Problem details: Resume the passage on the controller device for a virtual environment, starting right after its last sentence.

Source passage:
______________________________
A position of the contact device relative to the handle is
adjustable. An actuator module is arranged to adjust the position
of the contact device relative to the handle. A control module in
communication with the virtual environment selectively controls the
actuator module to adjust the position of the contact device in
response to data received from the virtual environment. The data
includes an indication of an interaction between a user and an
object represented within the virtual environment.
[0006] A method for operating a controller device for a virtual
environment includes displaying an object within the virtual
environment, generating data including an indication of interaction
between a user and a surface of the object, providing the data to
an actuator of the controller device, and using the actuator
adjusting a position of a contact device relative to a handle of
the controller device based on the data.
______________________________
Items from a labeling collection:
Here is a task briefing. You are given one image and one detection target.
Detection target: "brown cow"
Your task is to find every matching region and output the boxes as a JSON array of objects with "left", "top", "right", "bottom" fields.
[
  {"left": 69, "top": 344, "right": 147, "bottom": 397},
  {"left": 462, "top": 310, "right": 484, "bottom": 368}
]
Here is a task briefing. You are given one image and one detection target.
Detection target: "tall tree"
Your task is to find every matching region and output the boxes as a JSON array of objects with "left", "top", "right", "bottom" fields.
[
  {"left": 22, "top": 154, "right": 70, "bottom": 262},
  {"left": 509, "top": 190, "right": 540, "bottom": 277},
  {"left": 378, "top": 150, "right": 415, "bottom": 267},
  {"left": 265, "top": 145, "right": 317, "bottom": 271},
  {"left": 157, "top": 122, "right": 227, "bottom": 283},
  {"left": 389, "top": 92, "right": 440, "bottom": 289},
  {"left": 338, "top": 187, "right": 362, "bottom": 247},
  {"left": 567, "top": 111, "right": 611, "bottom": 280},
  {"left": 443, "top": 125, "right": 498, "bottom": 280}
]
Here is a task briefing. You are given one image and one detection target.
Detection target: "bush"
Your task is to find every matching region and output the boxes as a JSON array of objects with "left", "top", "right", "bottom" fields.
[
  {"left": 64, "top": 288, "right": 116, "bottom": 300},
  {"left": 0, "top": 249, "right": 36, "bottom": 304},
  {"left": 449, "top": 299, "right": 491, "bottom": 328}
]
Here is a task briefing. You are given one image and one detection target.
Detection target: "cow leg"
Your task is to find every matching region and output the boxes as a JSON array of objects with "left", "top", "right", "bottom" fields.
______________________________
The answer:
[0007] Further areas of applicability of the present disclosure
will become apparent from the detailed description, the claims and
the drawings. The detailed description and specific examples are
intended for purposes of illustration only and are not intended to
limit the scope of the disclosure.
BRIEF DESCRIPTION OF DRAWINGS
[0008] FIG. 1 is an example virtual reality system according to the
principles of the present disclosure.
[0009] FIG. 2 is a simplified virtual reality system including a
controller device shown in more detail according to the principles
of the present disclosure.
[0010] FIG. 3A is a side view of a first example controller device
according to the principles of the present disclosure.
[0011] FIG. 3B is a plan view of the first example controller
device according to the principles of the present disclosure.
[0012] FIGS. 4A and 4B are a first example contact device and
actuator module according to the principles of the present
disclosure.
[0013] FIGS. 5A and 5B illustrate example operation of the first
example controller device according to the principles of the
present disclosure.
[0014] FIG. 6A is a side view of a second example controller device
according to the principles of the present disclosure.
[0015] FIG. 6B is a plan view of the second example controller
device according to the principles of the present disclosure.
[0016] FIG. 7 is a second example contact device and actuator
module according to the principles of the present disclosure.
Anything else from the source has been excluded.